Reading text:
---*---
Question Hour
By Arun Pratap Singh
Dehradun, 29 Feb: Health Minister Dr Dhan Singh Rawat today claimed that the government is in talks with top private hospitals in Uttarakhand to convince them to treat patients under the Ayushman Bharat and Atal Ayushman schemes. In this connection, the government is mulling making it mandatory for all hospitals to treat patients under these schemes. He asserted that the government would soon issue orders in this regard. He made it clear that the hospitals that refuse the treatment of patients under these schemes will have no right to operate in the state. He added that top private hospitals may make a provision for a quota of patients to be treated under this scheme.
Rawat was responding to a starred question asked by Congress member Bhuvan Kapri and the supplementary questions asked by various members in this regard. In response to another supplementary question, Dr Rawat asserted that the government is making sincere efforts to fill all the vacancies including those of specialist doctors in the government hospitals and shared that over 425 PG medical students who would be completing their PG courses this year would be posted in the hospitals including those located in the hills. He also asserted that the health department is continuously monitoring the hospitals and action is being taken against doctors found absent from duty.
In response to a question, Dr Rawat said that the government is mulling free treatment of cancer for all the card holders as a matter of principle.
In response to a starred question by Mamta Rakesh of Congress, Health Minister Rawat disclosed that the Golden Card scheme launched for government employees will soon include employees of all 26 Public Sector undertakings, state universities, various institutes and institutions, and authorities like MDDA, etc. In response to a starred question by Vikram Singh Bisht, Dhan Singh Rawat conceded that two pregnant women had died on the way to a referred hospital after they were refused treatment at the Community Health Centre in Chaund in Pratap Nagar (District Tehri). He also conceded that on the day that incident happened, three doctors were on leave. An inquiry has been set up on how all the doctors could be permitted leave at the same time. The inquiry report has been received and action will be taken soon against the guilty, he claimed.
---*---
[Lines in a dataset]

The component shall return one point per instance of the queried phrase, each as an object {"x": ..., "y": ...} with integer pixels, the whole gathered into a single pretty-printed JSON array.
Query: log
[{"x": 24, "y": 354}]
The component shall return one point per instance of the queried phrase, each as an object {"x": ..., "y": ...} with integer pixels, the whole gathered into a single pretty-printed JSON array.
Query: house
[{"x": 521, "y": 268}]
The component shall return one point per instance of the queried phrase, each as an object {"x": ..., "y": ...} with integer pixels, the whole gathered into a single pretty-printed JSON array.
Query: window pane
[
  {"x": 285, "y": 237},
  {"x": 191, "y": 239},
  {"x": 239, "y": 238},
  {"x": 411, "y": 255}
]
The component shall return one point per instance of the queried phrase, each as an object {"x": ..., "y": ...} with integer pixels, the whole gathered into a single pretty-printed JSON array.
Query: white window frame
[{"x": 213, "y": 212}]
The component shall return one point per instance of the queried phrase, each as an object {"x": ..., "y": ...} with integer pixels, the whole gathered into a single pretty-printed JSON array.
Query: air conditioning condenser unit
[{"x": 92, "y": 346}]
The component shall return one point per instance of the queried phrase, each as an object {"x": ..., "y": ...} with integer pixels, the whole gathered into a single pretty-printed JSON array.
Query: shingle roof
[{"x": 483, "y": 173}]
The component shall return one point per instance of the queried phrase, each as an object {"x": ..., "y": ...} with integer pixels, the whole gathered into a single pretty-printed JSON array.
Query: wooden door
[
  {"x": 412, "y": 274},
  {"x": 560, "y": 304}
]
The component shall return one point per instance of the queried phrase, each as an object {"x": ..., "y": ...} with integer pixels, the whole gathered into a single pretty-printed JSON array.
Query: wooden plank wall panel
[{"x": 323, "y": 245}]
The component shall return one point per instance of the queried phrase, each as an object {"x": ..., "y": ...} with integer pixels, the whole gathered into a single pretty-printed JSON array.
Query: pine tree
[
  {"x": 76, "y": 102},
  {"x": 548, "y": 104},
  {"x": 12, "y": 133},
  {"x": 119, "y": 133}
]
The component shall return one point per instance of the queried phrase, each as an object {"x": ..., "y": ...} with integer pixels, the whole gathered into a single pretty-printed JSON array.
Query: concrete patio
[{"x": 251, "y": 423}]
---*---
Description of the task: Copy word for word the stretch of the Question Hour report from "In response to a starred question by Mamta" through "guilty, he claimed.".

Task response:
In response to a starred question by Mamta Rakesh of Congress, Health Minister Rawat disclosed that the Golden Card scheme launched for government employees will soon include employees of all 26 Public Sector undertakings, state universities, various institutes and institutions, and authorities like MDDA, etc. In response to a starred question by Vikram Singh Bisht, Dhan Singh Rawat conceded that two pregnant women had died on the way to a referred hospital after they were refused treatment at the Community Health Centre in Chaund in Pratap Nagar (District Tehri). He also conceded that on the day that incident happened, three doctors were on leave. An inquiry has been set up on how all the doctors could be permitted leave at the same time. The inquiry report has been received and action will be taken soon against the guilty, he claimed.